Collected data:

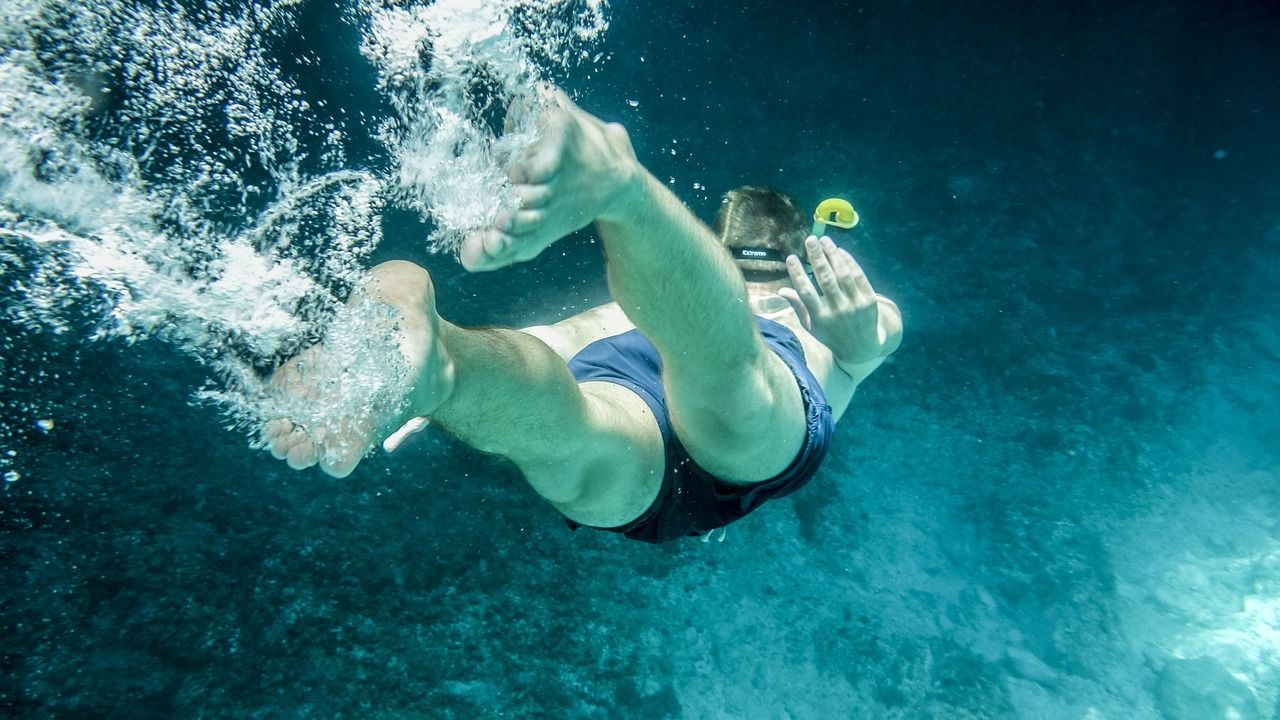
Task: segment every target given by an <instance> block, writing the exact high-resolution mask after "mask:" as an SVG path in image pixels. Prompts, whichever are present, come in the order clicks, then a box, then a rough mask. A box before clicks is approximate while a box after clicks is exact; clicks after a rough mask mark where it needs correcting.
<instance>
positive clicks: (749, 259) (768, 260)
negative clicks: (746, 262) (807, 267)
mask: <svg viewBox="0 0 1280 720" xmlns="http://www.w3.org/2000/svg"><path fill="white" fill-rule="evenodd" d="M728 251H730V254H731V255H732V256H733V259H735V260H768V261H773V263H786V261H787V254H786V252H783V251H781V250H765V249H763V247H730V249H728Z"/></svg>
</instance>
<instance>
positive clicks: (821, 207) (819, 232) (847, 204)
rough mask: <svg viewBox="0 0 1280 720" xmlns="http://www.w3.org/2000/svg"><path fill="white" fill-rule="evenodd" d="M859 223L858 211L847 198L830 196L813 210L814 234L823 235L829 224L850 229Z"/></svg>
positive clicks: (819, 202)
mask: <svg viewBox="0 0 1280 720" xmlns="http://www.w3.org/2000/svg"><path fill="white" fill-rule="evenodd" d="M856 224H858V211H856V210H854V206H852V205H850V204H849V201H847V200H841V199H838V197H828V199H827V200H823V201H822V202H819V204H818V209H817V210H814V211H813V236H814V237H822V236H823V234H824V232H826V227H827V225H836V227H837V228H841V229H846V231H847V229H849V228H851V227H854V225H856Z"/></svg>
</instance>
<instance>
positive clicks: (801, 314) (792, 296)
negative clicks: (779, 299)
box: [778, 255, 823, 328]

▸ **WORK REQUEST**
Pull out each line of the rows that contains the string "clicks". Case matters when matching.

▸ **ANSWER**
Task: segment every target given by an <instance> block, writing the exact high-resolution mask after "mask:" as an SVG path in image pixels. Prompts, whichever are present, come in the order clicks, then a box, then a rough mask. A box before clicks is approximate while a box after clicks is exact; clicks after a rough mask mark where it needs correcting.
positive clicks: (749, 259) (768, 260)
negative clicks: (746, 262) (807, 267)
positive clicks: (821, 207) (819, 232) (847, 204)
positive clicks: (819, 202)
positive clicks: (801, 314) (792, 296)
negative clicks: (779, 299)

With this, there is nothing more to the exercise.